[Saved entries]
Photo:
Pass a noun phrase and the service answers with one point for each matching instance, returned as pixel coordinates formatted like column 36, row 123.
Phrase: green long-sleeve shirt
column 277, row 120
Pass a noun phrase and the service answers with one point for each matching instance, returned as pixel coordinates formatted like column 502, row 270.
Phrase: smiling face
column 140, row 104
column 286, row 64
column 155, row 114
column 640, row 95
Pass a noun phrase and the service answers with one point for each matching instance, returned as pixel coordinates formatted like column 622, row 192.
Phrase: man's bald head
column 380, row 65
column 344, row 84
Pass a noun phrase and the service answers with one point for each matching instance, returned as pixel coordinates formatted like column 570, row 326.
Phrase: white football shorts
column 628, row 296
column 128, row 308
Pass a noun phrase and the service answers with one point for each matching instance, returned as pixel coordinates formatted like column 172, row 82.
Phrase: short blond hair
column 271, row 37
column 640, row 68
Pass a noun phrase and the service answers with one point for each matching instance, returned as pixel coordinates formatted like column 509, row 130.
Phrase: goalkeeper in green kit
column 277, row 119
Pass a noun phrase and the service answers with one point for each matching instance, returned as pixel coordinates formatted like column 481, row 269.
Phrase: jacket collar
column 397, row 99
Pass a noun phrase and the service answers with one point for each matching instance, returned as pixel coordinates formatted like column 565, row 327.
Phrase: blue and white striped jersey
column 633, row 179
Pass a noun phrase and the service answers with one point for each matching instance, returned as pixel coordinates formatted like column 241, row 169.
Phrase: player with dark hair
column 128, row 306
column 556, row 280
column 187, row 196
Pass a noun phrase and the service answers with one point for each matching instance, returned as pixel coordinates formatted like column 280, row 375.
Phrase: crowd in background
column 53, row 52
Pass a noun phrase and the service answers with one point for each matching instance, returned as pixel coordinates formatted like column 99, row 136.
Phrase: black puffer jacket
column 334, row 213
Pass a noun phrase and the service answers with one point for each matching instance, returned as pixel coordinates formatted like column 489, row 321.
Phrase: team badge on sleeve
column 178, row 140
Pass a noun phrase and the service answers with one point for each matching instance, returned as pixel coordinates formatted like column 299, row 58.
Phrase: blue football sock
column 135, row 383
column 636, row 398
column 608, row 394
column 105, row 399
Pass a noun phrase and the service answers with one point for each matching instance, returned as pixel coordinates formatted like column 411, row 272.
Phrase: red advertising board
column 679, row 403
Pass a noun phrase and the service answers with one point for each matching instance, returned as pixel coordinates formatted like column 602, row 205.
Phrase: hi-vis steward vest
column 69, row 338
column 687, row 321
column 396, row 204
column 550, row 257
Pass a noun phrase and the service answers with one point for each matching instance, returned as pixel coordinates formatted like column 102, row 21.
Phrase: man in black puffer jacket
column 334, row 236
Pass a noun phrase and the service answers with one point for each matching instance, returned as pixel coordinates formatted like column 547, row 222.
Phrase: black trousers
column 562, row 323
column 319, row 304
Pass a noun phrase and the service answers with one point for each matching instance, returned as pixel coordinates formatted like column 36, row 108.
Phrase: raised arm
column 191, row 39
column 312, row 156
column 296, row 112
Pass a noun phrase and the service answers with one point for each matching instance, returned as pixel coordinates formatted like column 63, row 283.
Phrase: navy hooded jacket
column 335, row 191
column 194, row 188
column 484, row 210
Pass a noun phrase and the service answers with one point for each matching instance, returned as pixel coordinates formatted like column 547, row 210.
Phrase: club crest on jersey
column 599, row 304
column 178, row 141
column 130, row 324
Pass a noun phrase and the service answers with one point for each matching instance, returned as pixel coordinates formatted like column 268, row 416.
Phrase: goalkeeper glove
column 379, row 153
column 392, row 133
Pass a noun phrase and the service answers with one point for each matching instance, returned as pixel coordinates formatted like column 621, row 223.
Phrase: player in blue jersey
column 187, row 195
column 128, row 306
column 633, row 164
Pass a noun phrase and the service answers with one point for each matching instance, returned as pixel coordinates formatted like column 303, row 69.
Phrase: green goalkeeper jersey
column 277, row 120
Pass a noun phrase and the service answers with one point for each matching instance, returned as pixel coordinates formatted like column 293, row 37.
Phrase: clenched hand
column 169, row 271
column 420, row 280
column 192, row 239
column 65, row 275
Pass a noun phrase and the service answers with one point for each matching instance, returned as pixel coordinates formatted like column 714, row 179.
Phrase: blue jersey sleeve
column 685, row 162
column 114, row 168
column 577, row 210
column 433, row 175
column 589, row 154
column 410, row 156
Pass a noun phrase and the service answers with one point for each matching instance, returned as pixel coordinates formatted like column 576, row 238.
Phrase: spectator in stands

PROMPT: Reproduce the data exactly. All of it is needed.

TASK OUTPUT:
Photo:
Pass a noun phrase and the service answers with one point for each matching instance, returned as pixel coordinates formatted like column 36, row 123.
Phrase: green long-sleeve shirt
column 277, row 120
Pass a noun phrase and the service answers with one point for each matching instance, returned as pixel coordinates formatted like column 502, row 270.
Phrase: smiling face
column 140, row 104
column 286, row 64
column 155, row 114
column 640, row 95
Pass a noun phrase and the service answers with one point for each matching instance, returned as pixel coordinates formatted like column 622, row 192.
Phrase: man's bald head
column 380, row 65
column 344, row 84
Pass a noun phrase and the service answers with one point for each matching instance, returned as pixel coordinates formatted like column 570, row 326.
Phrase: white football shorts
column 628, row 296
column 128, row 308
Pass a noun phrase and the service answers with one point for each matching instance, returned as pixel coordinates formatted like column 172, row 82.
Phrase: short blond hair
column 271, row 37
column 640, row 68
Pass a noun phrase and the service answers with one point for each matching instance, returned as pixel coordinates formatted like column 509, row 130.
Phrase: goalkeeper in green kit
column 277, row 119
Pass a noun phrase and the service answers with one point for each matching instance, returned as pixel coordinates formatted like column 481, row 269.
Phrase: jacket collar
column 397, row 99
Pass a noun phrase and the service answers with one point for each matching instance, returned as pixel coordinates formatted like column 565, row 327.
Phrase: blue and white striped jersey
column 633, row 179
Pass a noun phrase and the service answers with one point for each matching instance, returned as pixel coordinates formatted like column 241, row 169.
Phrase: player with dark hair
column 128, row 306
column 556, row 280
column 187, row 196
Pass a noun phrase and the service answers with one point for each matching instance, returned as pixel coordinates formatted like column 280, row 375.
Phrase: crowd in background
column 53, row 52
Pass a noun phrase and the service answers with one point for each matching instance, returned as pixel coordinates formatted like column 99, row 136.
Phrase: black puffer jacket
column 334, row 213
Pass a noun phrase and the service answers with one point for each matching instance, returned as pixel coordinates formatted like column 489, row 321.
Phrase: team badge on sleeve
column 178, row 140
Pass a noun phrase and the service answers with one point for each matching instance, returned as pixel coordinates formatted like column 299, row 58.
Phrase: blue football sock
column 135, row 383
column 636, row 398
column 608, row 394
column 105, row 399
Pass a noun phrase and the service answers with one point for each matching instance, returned as pixel coordinates formatted like column 411, row 272.
Phrase: red advertising board
column 679, row 403
Pass a noun phrase and the service answers with one point for each matching instance, returned as pixel coordinates formatted like column 602, row 205.
Phrase: hi-vis steward vest
column 69, row 338
column 687, row 321
column 396, row 204
column 550, row 257
Pass a noun phrase and the service answers with one point for each matching instance, returned as pixel coordinates formatted like column 102, row 21.
Phrase: man in black puffer jacket
column 334, row 236
Pass a noun phrase and the service answers with one point for each matching instance, returned as pixel coordinates formatted like column 547, row 222.
Phrase: black trousers
column 562, row 323
column 319, row 304
Pass a noun phrase and the service answers with one point for each matching instance, returned as pixel coordinates formatted like column 36, row 108.
Phrase: raised arm
column 191, row 39
column 312, row 156
column 296, row 112
Pass a noun phrase and the service answers with one point for each matching instance, returned as pixel coordinates formatted like column 63, row 283.
Phrase: navy hooded jacket
column 335, row 191
column 194, row 188
column 484, row 210
Pass a noun phrase and the service answers with one point for each matching instance, returned as pixel coordinates formatted like column 547, row 210.
Phrase: club crest on jersey
column 599, row 304
column 178, row 141
column 130, row 324
Pass a noun phrase and the service answers with one point for each matching instance, returned as pixel coordinates formatted like column 268, row 416.
Phrase: goalkeeper glove
column 379, row 153
column 392, row 133
Pass a noun phrase and the service answers with one point for each matching instance, returned as pixel coordinates formatted like column 621, row 223.
Phrase: player in blue jersey
column 187, row 195
column 128, row 306
column 633, row 164
Pass a noun phrase and the service answers with one point for each matching instance, returned as pixel coordinates formatted like column 303, row 69.
Phrase: green goalkeeper jersey
column 277, row 120
Pass a noun phrase and the service answers with one point for each matching instance, returned as pixel coordinates formatted like column 293, row 37.
Phrase: clenched hand
column 169, row 271
column 420, row 280
column 192, row 239
column 65, row 275
Pass a noun phrase and the service answers with one point for each matching instance, returned as pixel coordinates formatted like column 714, row 179.
Phrase: blue jersey sleeve
column 685, row 162
column 114, row 168
column 577, row 210
column 433, row 175
column 589, row 154
column 410, row 156
Pass a noun phrase and the service answers with one point for each matching instance, returned as pixel coordinates formatted like column 576, row 238.
Phrase: spectator in stands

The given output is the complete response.